[Start of Text]

What does our worship say about what God did for us? Do we sing like those who have been redeemed eternally from the wrath of God? Like those who have been seated with Christ in heavenly places? Like those who are grateful to have every sin wiped away? Do we rejoice like those who have the king of the universe living inside them?
We should worship God expressively, not for a show or to impress others, but as a way of saying to him how much we love him. That we consider him to be infinitely great and glorious and majestic. That we consider him to be praiseworthy.
Worship is primarily an issue of the heart. So someone could worship God wholeheartedly and not show it on the outside. But I like what I once heard John Piper say – worship begins in the heart but should not stay there. It should be expressed.
Our glad hearts should overflow with thanks for all God did for us in Christ. Hey, Jesus DIED for us. He was tortured, spit on, mocked, pierced, so that we could be enjoy God for ever and ever. Essentially, Jesus went to hell so that we don’t have to. Isn’t that worth getting excited about?
We should worship like rich people! Because we are. We’ve been given every spiritual blessing in Christ! We should sing with more enthusiasm than if we just found out we won the lottery.
We should sing like those who know God is working all things for good in our lives. Like those who are being transformed into the very image of Christ. Like those who will worship around the throne for eternity.
God has designed us to express delight in things excellent and beautiful. We gush when we see a glorious sunset. We clap and shout at Coldplay concerts and Steeler games (well, maybe not if you’re a Cleveland Browns fan). We give standing ovations for outstanding accomplishments. Our cheers show what we think of that diving catch or that guitar solo.
Again, our worship isn’t some kind of performance we put on for others. Our worship is for God. But it says something about what we think about him.
This Sunday let’s show God what we think of him and sing the roofs off our church buildings.

[End of Text]
[Start of Raw data]

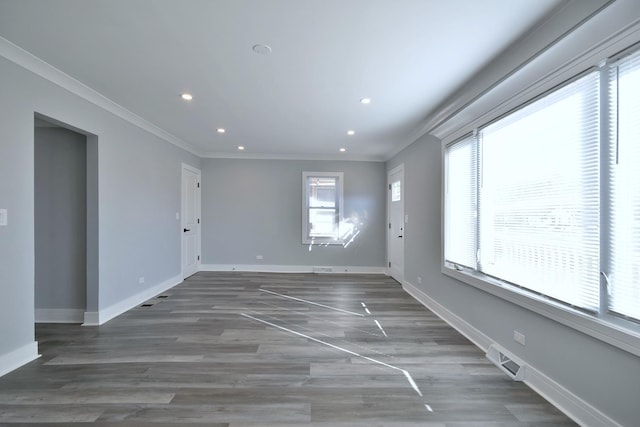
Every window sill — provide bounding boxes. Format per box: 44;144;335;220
441;265;640;357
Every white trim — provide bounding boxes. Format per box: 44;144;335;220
0;341;40;377
179;163;202;279
85;275;182;326
200;264;386;274
430;0;640;143
441;266;640;356
82;311;100;326
35;308;84;323
200;151;384;163
0;37;201;156
402;281;622;427
385;163;407;281
301;171;345;245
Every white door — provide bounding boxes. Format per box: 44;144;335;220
387;165;405;283
182;164;200;278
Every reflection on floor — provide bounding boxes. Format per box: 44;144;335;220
0;272;575;427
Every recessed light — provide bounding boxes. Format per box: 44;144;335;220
251;44;271;55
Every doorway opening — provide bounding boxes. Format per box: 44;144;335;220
387;164;406;283
34;114;98;324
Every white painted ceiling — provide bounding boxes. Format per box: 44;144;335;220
0;0;566;160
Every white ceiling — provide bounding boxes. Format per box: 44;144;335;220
0;0;567;160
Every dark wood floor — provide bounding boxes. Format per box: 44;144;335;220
0;272;575;427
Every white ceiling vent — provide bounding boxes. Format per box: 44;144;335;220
487;344;527;381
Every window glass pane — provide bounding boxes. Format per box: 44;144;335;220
302;172;343;244
309;208;338;238
309;177;337;207
479;73;600;310
445;137;477;268
391;181;402;202
609;54;640;319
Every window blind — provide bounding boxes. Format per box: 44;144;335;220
445;135;478;269
478;72;600;311
608;53;640;320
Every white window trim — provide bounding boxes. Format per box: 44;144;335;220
302;171;344;245
441;264;640;356
441;48;640;356
438;1;640;356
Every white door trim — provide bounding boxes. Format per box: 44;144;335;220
179;163;202;279
387;163;406;283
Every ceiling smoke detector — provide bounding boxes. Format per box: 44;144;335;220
252;44;271;55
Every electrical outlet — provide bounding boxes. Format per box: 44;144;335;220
513;330;526;345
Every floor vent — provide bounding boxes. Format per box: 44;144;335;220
487;344;527;381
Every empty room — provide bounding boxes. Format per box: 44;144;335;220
0;0;640;427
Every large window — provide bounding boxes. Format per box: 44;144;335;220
444;47;640;321
302;172;343;244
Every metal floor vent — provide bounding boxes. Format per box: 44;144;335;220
487;344;527;381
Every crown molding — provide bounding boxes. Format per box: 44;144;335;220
200;151;386;163
0;37;202;156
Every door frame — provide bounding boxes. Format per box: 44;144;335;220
179;163;202;279
386;163;406;283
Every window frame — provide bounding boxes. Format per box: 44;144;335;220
302;171;344;245
441;46;640;356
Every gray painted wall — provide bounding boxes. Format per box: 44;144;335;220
0;54;200;364
34;127;87;310
387;136;640;426
202;159;386;267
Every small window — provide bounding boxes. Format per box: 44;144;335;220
302;172;343;244
391;181;402;202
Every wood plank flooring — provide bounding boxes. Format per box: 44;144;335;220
0;272;575;427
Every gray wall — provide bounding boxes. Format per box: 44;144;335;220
0;53;200;366
387;136;640;426
34;127;87;310
202;159;386;267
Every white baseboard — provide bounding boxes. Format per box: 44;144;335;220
200;264;386;274
84;275;182;326
82;311;100;326
0;341;40;377
402;281;622;427
35;308;84;323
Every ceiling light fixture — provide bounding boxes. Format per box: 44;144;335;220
251;44;271;55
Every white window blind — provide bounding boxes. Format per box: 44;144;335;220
445;135;478;269
609;53;640;319
478;72;600;311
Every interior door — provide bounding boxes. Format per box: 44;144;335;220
387;165;405;282
182;164;200;278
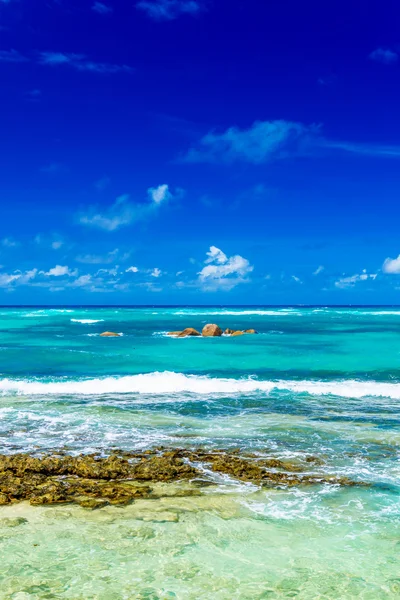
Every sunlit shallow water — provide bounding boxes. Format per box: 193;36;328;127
0;307;400;600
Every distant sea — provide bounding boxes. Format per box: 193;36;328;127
0;306;400;600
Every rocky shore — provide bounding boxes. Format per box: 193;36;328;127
168;323;257;338
0;447;365;509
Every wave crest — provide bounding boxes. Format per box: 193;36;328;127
0;371;400;399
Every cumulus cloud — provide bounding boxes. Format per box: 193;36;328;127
40;265;77;277
147;183;172;204
198;246;254;291
369;48;399;65
313;265;325;275
181;120;400;165
79;194;140;231
382;254;400;275
136;0;204;21
75;248;124;265
92;2;113;15
0;269;38;288
38;51;133;74
335;269;377;288
1;237;19;248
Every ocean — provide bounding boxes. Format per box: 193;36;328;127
0;306;400;600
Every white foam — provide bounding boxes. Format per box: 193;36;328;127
71;319;104;325
0;371;400;399
173;308;302;317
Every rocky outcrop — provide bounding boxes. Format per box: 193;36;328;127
178;327;200;337
0;448;368;510
201;323;222;337
168;323;257;338
100;331;121;337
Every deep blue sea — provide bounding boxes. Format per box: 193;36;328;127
0;306;400;600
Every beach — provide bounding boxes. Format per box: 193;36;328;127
0;306;400;600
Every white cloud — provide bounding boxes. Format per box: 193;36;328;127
92;2;113;15
94;177;111;192
0;269;38;288
335;269;377;288
40;162;67;175
40;265;77;277
198;246;254;291
382;254;400;275
136;0;204;21
0;49;29;63
1;237;19;248
147;183;172;204
38;52;133;74
313;265;325;275
79;184;177;231
182;120;400;165
204;246;228;265
369;48;399;65
75;248;121;265
79;194;137;231
69;275;93;287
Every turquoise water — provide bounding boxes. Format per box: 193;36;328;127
0;307;400;600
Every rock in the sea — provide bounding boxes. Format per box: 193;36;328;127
100;331;121;337
79;498;108;510
0;517;28;527
202;323;222;337
178;327;200;337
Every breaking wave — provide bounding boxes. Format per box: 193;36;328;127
0;371;400;399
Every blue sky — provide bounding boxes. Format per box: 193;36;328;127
0;0;400;304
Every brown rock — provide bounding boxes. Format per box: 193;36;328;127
79;498;108;510
178;327;200;337
202;323;222;337
0;494;10;506
100;331;121;337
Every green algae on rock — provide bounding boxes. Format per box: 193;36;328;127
0;447;365;510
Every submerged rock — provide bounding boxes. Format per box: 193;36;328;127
0;517;28;527
0;447;366;508
202;323;222;337
100;331;121;337
178;327;200;337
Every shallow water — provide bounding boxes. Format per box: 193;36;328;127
0;307;400;600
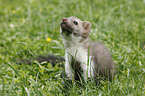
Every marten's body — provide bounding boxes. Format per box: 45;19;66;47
60;17;114;81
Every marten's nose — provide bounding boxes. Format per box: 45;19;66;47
62;18;67;23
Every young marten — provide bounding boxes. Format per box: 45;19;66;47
60;17;114;82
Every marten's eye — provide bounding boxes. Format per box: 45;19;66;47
73;21;78;25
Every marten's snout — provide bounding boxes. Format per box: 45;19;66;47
60;18;72;35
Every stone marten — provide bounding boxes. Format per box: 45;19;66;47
60;16;114;81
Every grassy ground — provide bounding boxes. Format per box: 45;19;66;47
0;0;145;96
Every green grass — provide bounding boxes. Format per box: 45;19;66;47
0;0;145;96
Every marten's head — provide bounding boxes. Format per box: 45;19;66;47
60;16;91;39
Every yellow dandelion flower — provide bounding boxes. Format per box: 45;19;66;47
47;38;51;42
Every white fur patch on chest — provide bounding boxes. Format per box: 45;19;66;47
63;35;94;80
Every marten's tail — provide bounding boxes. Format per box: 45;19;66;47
18;55;65;67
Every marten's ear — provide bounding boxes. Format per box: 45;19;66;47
83;21;91;30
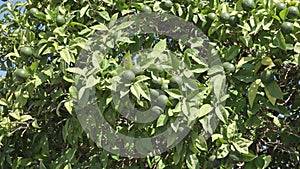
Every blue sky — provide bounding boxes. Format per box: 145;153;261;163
0;0;25;77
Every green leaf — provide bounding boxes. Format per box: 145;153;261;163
0;98;7;106
130;84;141;100
165;89;182;99
59;49;74;63
262;155;272;169
113;21;135;31
248;79;261;108
108;13;119;28
85;75;98;88
226;121;237;138
64;101;73;115
261;56;273;66
134;75;151;83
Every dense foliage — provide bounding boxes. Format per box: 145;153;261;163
0;0;300;169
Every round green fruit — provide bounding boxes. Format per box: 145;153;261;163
150;89;159;99
208;155;221;168
223;62;235;73
275;2;286;14
29;8;39;16
170;76;182;88
161;83;169;90
14;69;29;80
242;0;256;12
122;70;135;82
132;65;144;75
141;5;152;13
229;16;240;26
157;94;169;106
287;6;300;19
220;13;230;23
56;15;66;26
261;70;274;84
281;22;294;34
207;13;217;22
229;152;240;162
151;106;163;114
20;46;33;57
152;77;163;86
163;0;173;10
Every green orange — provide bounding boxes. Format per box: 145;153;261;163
29;8;39;15
242;0;256;12
261;70;274;84
220;13;230;23
281;22;294;34
275;2;286;14
207;13;217;22
56;15;66;26
14;69;29;80
20;46;33;57
122;70;135;82
141;5;152;13
223;62;235;73
287;6;300;19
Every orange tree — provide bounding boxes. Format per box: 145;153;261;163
0;0;300;169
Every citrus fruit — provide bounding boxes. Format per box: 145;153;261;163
275;2;286;14
223;62;235;73
20;46;33;57
150;89;159;99
141;5;152;13
170;76;182;88
208;155;221;168
261;70;274;84
229;16;240;26
207;13;217;22
152;77;163;86
242;0;255;11
122;70;135;82
150;106;163;114
163;0;173;10
132;65;144;75
56;15;66;26
281;22;294;34
157;94;169;106
161;83;169;90
29;8;39;15
287;6;300;19
14;69;29;80
220;13;230;23
229;152;240;162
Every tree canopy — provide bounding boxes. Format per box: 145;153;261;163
0;0;300;169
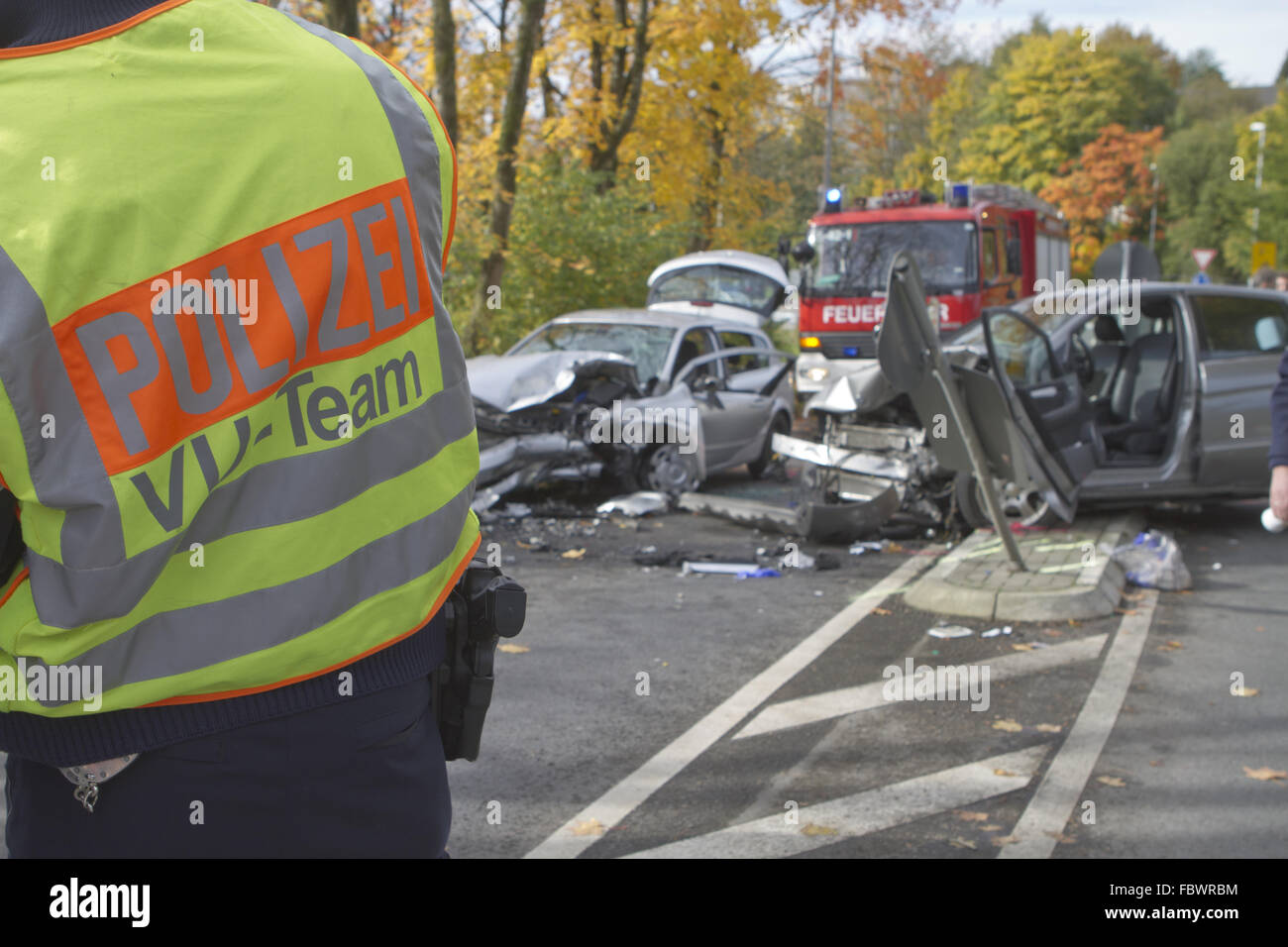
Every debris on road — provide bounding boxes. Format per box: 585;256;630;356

[End of Raw data]

Direction
Answer these questions from the text on worship.
(a) Who is named as having said that worship begins in the heart but should not stay there?
(b) According to the text, we should sing with more enthusiasm than if we had found out what?
(c) At whose concerts does the text say we clap and shout?
The lines were taken from a different source than the text.

Exercise solution
(a) John Piper
(b) That we had won the lottery
(c) Coldplay's